Below is a listing. Quote from it, exactly, the lines from the one containing "Target: sky" down to the one containing "Put a marker on every instance of the khaki", both ends included, and nothing else.
<<<<
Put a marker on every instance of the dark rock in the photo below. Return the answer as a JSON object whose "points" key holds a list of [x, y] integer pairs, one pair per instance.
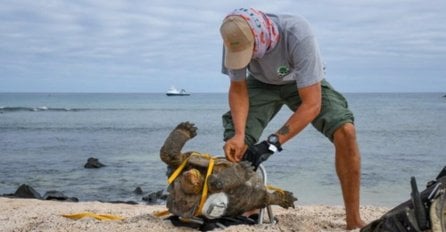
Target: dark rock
{"points": [[93, 163], [155, 197], [138, 190], [26, 191], [59, 196]]}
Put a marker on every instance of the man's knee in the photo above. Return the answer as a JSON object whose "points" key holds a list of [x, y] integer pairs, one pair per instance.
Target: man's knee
{"points": [[346, 133]]}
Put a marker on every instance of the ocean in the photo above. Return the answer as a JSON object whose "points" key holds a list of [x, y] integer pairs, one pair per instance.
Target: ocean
{"points": [[46, 138]]}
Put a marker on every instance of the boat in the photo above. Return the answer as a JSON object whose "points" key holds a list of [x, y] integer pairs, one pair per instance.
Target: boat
{"points": [[172, 91]]}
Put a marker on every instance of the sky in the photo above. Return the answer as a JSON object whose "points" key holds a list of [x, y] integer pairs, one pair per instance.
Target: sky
{"points": [[148, 46]]}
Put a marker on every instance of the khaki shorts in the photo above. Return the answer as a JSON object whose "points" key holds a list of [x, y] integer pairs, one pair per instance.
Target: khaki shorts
{"points": [[266, 100]]}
>>>>
EXERCISE SOLUTION:
Target: sky
{"points": [[148, 46]]}
Put a marker on every instance of the khaki shorts in the photo above. Return the answer as a JSON object whose "points" key holds a list of [x, y] integer pairs, one pair per instance.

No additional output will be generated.